== SECCIÓN DEL DOCUMENTO

No es cosa menor que Trump llegó a la presidencia de su país con una popularidad bajísima, del orden de 40 por ciento, menos de la mitad de lo que tenía Obama al asumir su cargo. Tampoco debe soslayarse la pujanza y diversidad de las movilizaciones de protesta en distintas partes de ese país, incluyendo la de las mujeres anunciada para hoy. En ese evento sin duda estará presente el mensaje de Meryl Streep, quien en la gala de los Globos de Oro hace días criticó a Trump porque se burló de un discapacitado cuando ese instinto para humillar es llevado a cabo por alguien con presencia en la escena pública se filtra en la vida de todos y es una especie de permiso para que otros hagan lo mismo.

Trump desde antes de ocupar el cargo ya había lanzado amenazas a media humanidad o quizá, a la humanidad entera, no dejando títere con cabeza. Lo mismo nos cuestionó como vecinos que a Japón; a China, segunda economía del mundo, le advirtió que no respetaría su concepto de integridad territorial, y se burló de la Unión Europea alentando su desintegración, a pesar de que constituye en varios sentidos la expresión más avanzada de integración y civilización. A Angela Merkel, canciller alemana, la cuestionó abiertamente por su apoyo a uno de los valores humanos fundamentales, que es la solidaridad con los migrantes.

El ascenso de Trump nos obliga a cuestionarnos en varios aspectos, uno relacionado con la economía. Desde los tiempos de don Porfirio se inició nuestra dependencia hacia Estados Unidos; basta ver la característica de la red ferroviaria construida en ese tiempo, toda alineada hacia el norte. Coexistiendo con esta orientación algunos gobiernos fueron construyendo una economía relativamente propia, sin embargo, en los últimos 30 años se optó por sacrificar nuestro desarrollo interno apostando al petróleo, la exportación de mercancías con especial vocación a la industria automotriz, a la inversión extranjera y a las remesas. Internamente, se sacrificaron los salarios y el ambiente y se frustró la posibilidad de un modelo de desarrollo propio y sustentable. La firma del Tratado de Libre Comercio de América del Norte (TLCAN), puesto en marcha en 1994, consolidó esta visión.

Todo indica que debemos inventarnos de nuevo y replantear nuestra política económica y social, en un escenario externo adverso y en lo interno de una crispación generalizada, violencia creciente, corrupción incontenida e impunidad flagrante. Nada fácil será construir una nueva arquitectura, porque carecemos de la infraestructura necesaria para reorientar, por ejemplo, a corto plazo, nuestra capacidad exportadora. Un buen consejo sería considerar las reflexiones del grupo interdisciplinario Nuevo Curso de Desarrollo de la UNAM, encabezado por Rolando Cordera. Este esfuerzo académico, con una visión interdisciplinaria. propone un modelo alternativo que permite orientar los cambios que necesitamos.

====
== DATOS ALMACENADOS

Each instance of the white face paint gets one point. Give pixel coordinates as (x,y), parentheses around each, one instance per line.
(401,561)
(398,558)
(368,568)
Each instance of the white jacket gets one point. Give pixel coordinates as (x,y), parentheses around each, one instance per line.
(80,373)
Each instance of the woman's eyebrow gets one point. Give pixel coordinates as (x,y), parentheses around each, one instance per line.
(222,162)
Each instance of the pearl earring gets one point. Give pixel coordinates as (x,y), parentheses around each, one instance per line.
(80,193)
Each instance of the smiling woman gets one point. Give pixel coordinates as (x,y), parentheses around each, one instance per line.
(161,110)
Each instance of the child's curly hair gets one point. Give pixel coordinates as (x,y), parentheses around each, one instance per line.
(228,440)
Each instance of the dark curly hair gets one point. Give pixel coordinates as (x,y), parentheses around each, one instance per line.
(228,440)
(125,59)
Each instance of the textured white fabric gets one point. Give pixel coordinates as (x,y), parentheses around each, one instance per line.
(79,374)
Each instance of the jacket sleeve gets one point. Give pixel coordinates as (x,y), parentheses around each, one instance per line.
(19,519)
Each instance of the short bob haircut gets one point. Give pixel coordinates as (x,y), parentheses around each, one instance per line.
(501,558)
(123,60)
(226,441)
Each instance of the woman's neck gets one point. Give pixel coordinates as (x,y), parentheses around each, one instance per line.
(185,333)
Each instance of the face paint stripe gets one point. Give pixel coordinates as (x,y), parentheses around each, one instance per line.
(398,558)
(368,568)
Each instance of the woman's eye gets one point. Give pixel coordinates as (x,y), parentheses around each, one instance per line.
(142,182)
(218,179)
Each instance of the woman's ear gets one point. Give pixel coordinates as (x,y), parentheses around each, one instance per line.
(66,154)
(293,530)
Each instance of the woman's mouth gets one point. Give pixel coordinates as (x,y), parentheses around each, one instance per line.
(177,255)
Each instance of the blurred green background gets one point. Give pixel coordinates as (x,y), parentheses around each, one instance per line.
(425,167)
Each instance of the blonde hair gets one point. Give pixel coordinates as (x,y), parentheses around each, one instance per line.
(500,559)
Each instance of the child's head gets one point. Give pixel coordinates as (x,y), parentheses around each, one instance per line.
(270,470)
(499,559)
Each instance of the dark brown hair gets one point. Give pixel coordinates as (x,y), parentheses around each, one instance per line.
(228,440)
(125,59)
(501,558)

====

TAREA BREVE 1: Extrae del artículo sobre Trump el pasaje que empieza en "El ascenso de" y termina en "consolidó esta visión.".
TAREA BREVE 2: Copia sin cambios las filas desde la línea que contiene "Each instance of the face" hasta el final de las filas, ambas incluidas.
El artículo y las filas no tienen relación entre sí.

SOLUCIÓN DEL EJERCICIO 1:
El ascenso de Trump nos obliga a cuestionarnos en varios aspectos, uno relacionado con la economía. Desde los tiempos de don Porfirio se inició nuestra dependencia hacia Estados Unidos; basta ver la característica de la red ferroviaria construida en ese tiempo, toda alineada hacia el norte. Coexistiendo con esta orientación algunos gobiernos fueron construyendo una economía relativamente propia, sin embargo, en los últimos 30 años se optó por sacrificar nuestro desarrollo interno apostando al petróleo, la exportación de mercancías con especial vocación a la industria automotriz, a la inversión extranjera y a las remesas. Internamente, se sacrificaron los salarios y el ambiente y se frustró la posibilidad de un modelo de desarrollo propio y sustentable. La firma del Tratado de Libre Comercio de América del Norte (TLCAN), puesto en marcha en 1994, consolidó esta visión.

SOLUCIÓN DEL EJERCICIO 2:
Each instance of the face paint stripe gets one point. Give pixel coordinates as (x,y), parentheses around each, one instance per line.
(398,558)
(368,568)
Each instance of the woman's eye gets one point. Give pixel coordinates as (x,y), parentheses around each, one instance per line.
(142,182)
(218,179)
Each instance of the woman's ear gets one point. Give pixel coordinates as (x,y), parentheses around each, one instance per line.
(66,154)
(293,530)
Each instance of the woman's mouth gets one point. Give pixel coordinates as (x,y), parentheses around each, one instance per line.
(177,255)
Each instance of the blurred green background gets one point. Give pixel coordinates as (x,y), parentheses around each, one instance per line.
(425,167)
Each instance of the blonde hair gets one point. Give pixel coordinates as (x,y), parentheses around each, one instance per line.
(500,559)
Each instance of the child's head gets one point. Give pixel coordinates as (x,y), parentheses around each, one instance per line.
(270,470)
(499,559)
Each instance of the dark brown hair gets one point. Give pixel coordinates as (x,y), parentheses around each, one instance per line.
(228,440)
(125,59)
(501,558)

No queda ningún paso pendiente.